Brief -> Repeat every record below exactly as written.

— START OF Data shown —

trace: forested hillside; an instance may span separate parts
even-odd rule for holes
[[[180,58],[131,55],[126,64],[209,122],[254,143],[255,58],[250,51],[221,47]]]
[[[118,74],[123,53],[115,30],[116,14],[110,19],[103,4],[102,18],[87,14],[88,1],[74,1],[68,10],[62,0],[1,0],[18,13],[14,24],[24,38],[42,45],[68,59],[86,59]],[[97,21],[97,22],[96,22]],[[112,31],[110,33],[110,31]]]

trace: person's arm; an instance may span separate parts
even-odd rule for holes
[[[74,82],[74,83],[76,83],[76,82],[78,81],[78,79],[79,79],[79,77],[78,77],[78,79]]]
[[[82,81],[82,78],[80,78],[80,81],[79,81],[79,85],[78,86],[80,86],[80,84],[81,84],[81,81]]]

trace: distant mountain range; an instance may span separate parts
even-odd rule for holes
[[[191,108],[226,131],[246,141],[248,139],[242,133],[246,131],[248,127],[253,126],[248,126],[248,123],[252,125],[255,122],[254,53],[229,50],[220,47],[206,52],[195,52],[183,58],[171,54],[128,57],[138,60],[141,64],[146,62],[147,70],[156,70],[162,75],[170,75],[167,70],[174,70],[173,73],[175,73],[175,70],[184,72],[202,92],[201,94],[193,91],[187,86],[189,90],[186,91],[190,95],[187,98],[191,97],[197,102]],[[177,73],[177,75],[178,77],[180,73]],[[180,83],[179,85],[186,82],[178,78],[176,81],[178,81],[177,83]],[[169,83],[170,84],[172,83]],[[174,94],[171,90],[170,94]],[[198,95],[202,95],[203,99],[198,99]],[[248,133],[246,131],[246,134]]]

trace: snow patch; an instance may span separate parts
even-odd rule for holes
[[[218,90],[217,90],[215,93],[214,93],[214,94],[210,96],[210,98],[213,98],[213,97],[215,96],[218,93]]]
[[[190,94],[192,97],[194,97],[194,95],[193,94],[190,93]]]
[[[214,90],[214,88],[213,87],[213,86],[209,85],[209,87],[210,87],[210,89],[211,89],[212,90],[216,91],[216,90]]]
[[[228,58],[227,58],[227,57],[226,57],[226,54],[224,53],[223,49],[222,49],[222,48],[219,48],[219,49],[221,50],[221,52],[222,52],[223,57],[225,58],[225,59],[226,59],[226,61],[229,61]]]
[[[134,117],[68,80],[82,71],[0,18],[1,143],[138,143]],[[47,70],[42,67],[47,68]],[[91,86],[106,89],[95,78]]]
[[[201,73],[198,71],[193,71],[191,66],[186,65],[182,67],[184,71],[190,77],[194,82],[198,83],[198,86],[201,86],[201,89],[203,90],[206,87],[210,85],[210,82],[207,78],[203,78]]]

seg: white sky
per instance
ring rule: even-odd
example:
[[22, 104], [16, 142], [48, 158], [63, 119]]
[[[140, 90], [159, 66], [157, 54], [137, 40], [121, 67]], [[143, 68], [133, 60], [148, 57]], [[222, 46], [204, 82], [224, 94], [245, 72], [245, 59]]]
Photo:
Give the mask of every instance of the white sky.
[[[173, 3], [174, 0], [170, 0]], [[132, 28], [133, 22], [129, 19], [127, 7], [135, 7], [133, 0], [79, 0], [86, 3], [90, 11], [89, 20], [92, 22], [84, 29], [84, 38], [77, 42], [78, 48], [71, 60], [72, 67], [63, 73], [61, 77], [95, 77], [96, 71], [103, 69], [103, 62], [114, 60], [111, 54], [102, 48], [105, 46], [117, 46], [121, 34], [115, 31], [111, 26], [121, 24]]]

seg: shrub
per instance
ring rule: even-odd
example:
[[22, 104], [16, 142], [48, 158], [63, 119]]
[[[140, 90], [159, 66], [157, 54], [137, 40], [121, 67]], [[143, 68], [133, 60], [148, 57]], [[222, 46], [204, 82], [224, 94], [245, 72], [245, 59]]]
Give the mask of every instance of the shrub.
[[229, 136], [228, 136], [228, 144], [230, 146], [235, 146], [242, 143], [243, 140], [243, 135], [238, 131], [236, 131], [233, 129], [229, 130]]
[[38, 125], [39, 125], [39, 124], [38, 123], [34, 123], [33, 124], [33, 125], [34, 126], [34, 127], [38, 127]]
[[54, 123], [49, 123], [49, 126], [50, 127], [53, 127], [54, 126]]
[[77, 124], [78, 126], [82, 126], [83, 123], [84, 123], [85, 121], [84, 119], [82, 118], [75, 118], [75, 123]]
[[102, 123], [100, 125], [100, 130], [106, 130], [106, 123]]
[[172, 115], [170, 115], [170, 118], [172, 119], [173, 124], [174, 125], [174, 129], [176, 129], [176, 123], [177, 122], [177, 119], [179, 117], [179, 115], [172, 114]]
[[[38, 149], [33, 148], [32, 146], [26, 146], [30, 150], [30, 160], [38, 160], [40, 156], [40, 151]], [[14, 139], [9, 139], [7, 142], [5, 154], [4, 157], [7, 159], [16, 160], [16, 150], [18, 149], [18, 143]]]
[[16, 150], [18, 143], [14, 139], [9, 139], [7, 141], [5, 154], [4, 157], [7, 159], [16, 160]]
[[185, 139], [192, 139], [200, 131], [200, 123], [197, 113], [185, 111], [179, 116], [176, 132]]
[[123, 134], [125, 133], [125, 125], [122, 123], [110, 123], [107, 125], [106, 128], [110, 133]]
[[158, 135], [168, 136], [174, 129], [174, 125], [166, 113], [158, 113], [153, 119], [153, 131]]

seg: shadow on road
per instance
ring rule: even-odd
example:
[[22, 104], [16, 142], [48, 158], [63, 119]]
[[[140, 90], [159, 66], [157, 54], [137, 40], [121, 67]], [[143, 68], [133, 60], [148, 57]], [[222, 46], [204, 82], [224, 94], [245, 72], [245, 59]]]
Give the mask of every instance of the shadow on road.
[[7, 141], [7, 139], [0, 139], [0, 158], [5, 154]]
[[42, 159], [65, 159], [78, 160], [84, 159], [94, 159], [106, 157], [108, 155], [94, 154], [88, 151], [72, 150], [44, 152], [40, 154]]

— END OF Data shown —

Written response ->
trace: forested hillside; an instance may span separate parts
even-odd rule for holes
[[[180,58],[131,55],[126,64],[209,122],[254,143],[255,58],[250,51],[221,47]]]
[[[118,74],[123,53],[115,30],[116,14],[110,19],[103,4],[102,18],[87,14],[88,1],[74,1],[68,10],[62,0],[1,0],[18,13],[14,24],[24,38],[42,45],[68,59],[86,59]],[[97,21],[97,22],[96,22]],[[112,31],[110,33],[110,31]]]

trace: person's arm; an instance may span separate parts
even-odd rule for holes
[[[74,82],[74,83],[76,83],[76,82],[78,81],[78,79],[79,79],[79,77],[78,77],[78,79]]]
[[[82,81],[82,78],[80,78],[80,81],[79,81],[79,85],[78,86],[80,86],[80,84],[81,84],[81,81]]]

trace: distant mountain range; an instance may span separate parts
even-odd rule for holes
[[[191,108],[226,131],[246,141],[248,139],[242,133],[246,131],[248,127],[253,126],[248,126],[248,123],[252,125],[255,122],[254,53],[229,50],[220,47],[206,52],[195,52],[183,58],[171,54],[128,57],[138,60],[141,64],[146,62],[147,70],[156,70],[162,75],[170,75],[167,70],[174,70],[173,73],[175,73],[175,70],[184,72],[202,92],[201,94],[193,91],[187,86],[189,90],[186,91],[190,95],[187,98],[191,97],[197,102]],[[177,73],[177,75],[178,77],[180,73]],[[180,83],[179,85],[186,82],[178,78],[176,81],[178,81],[177,83]],[[169,83],[170,84],[172,83]],[[174,94],[171,90],[170,94]],[[198,95],[202,95],[203,99],[198,99]],[[248,133],[246,131],[246,134]]]

trace: snow patch; an instance may span separate parts
even-odd rule for holes
[[[218,90],[217,90],[215,93],[214,93],[214,94],[210,96],[210,98],[213,98],[213,97],[215,96],[218,93]]]
[[[190,94],[192,97],[194,97],[194,95],[193,94],[190,93]]]
[[[214,90],[214,88],[213,87],[213,86],[209,85],[209,87],[210,87],[210,89],[211,89],[212,90],[216,91],[216,90]]]
[[[228,58],[227,58],[227,57],[226,57],[226,54],[224,53],[223,49],[222,49],[222,48],[219,48],[219,49],[221,50],[221,52],[222,52],[223,57],[225,58],[225,59],[226,59],[226,61],[229,61]]]
[[[134,117],[68,80],[82,71],[0,18],[1,143],[138,143]],[[47,70],[42,67],[47,68]],[[91,86],[106,89],[95,78]]]
[[[201,73],[198,71],[193,71],[191,66],[186,65],[182,67],[184,71],[190,77],[194,82],[198,83],[198,86],[201,86],[201,89],[203,90],[206,87],[210,85],[210,82],[207,78],[203,78]]]

seg: white sky
per instance
ring rule: even-odd
example:
[[22, 104], [16, 142], [48, 158], [63, 119]]
[[[140, 90], [159, 66], [157, 54], [137, 40], [121, 67]], [[143, 68], [133, 60], [148, 57]], [[222, 46], [204, 82], [224, 94], [245, 72], [245, 59]]]
Photo:
Give the mask of every instance of the white sky.
[[[173, 3], [174, 0], [170, 0]], [[132, 28], [133, 22], [129, 19], [127, 7], [135, 7], [133, 0], [79, 0], [86, 3], [90, 11], [89, 20], [92, 22], [84, 29], [84, 38], [77, 42], [78, 48], [71, 60], [72, 67], [63, 73], [61, 77], [95, 77], [96, 71], [103, 69], [103, 62], [114, 60], [111, 54], [102, 48], [105, 46], [117, 46], [121, 34], [115, 31], [111, 26], [121, 24]]]

seg: shrub
per instance
ring rule: even-odd
example:
[[22, 104], [16, 142], [48, 158], [63, 119]]
[[[140, 90], [159, 66], [157, 54], [137, 40], [121, 67]], [[143, 68], [133, 60], [148, 57]], [[222, 46], [204, 82], [224, 94], [245, 72], [245, 59]]]
Give the mask of every instance of the shrub.
[[229, 136], [228, 136], [228, 144], [230, 146], [235, 146], [242, 143], [243, 140], [243, 135], [238, 131], [236, 131], [233, 129], [229, 130]]
[[38, 125], [39, 125], [39, 124], [38, 123], [34, 123], [33, 124], [33, 125], [34, 126], [34, 127], [38, 127]]
[[54, 123], [49, 123], [49, 126], [50, 127], [53, 127], [54, 126]]
[[77, 124], [78, 126], [82, 126], [83, 123], [84, 123], [85, 121], [84, 119], [82, 118], [75, 118], [75, 123]]
[[102, 123], [100, 125], [100, 130], [106, 130], [106, 123]]
[[172, 115], [170, 115], [170, 118], [172, 119], [173, 124], [174, 125], [174, 129], [176, 129], [176, 123], [177, 122], [177, 119], [179, 117], [179, 115], [172, 114]]
[[[38, 149], [33, 148], [32, 146], [26, 146], [30, 150], [30, 160], [38, 160], [40, 156], [40, 151]], [[14, 139], [9, 139], [7, 142], [5, 154], [4, 157], [7, 159], [16, 160], [16, 150], [18, 149], [18, 143]]]
[[16, 150], [18, 143], [14, 139], [9, 139], [7, 141], [5, 154], [4, 157], [7, 159], [16, 160]]
[[185, 139], [192, 139], [200, 131], [200, 123], [197, 113], [185, 111], [179, 116], [176, 132]]
[[123, 134], [125, 133], [125, 125], [122, 123], [110, 123], [107, 125], [106, 128], [110, 133]]
[[158, 135], [168, 136], [174, 129], [174, 125], [166, 113], [158, 113], [153, 119], [153, 131]]

seg: shadow on road
per instance
ring rule: even-odd
example:
[[22, 104], [16, 142], [48, 158], [63, 119]]
[[[140, 90], [159, 66], [157, 54], [137, 40], [121, 67]], [[143, 68], [133, 60], [148, 57]], [[222, 46], [204, 82], [224, 94], [245, 72], [245, 59]]]
Give the mask of every instance of the shadow on road.
[[7, 141], [7, 139], [0, 139], [0, 158], [5, 154]]
[[42, 159], [65, 159], [78, 160], [84, 159], [94, 159], [106, 157], [108, 155], [94, 154], [88, 151], [72, 150], [44, 152], [40, 154]]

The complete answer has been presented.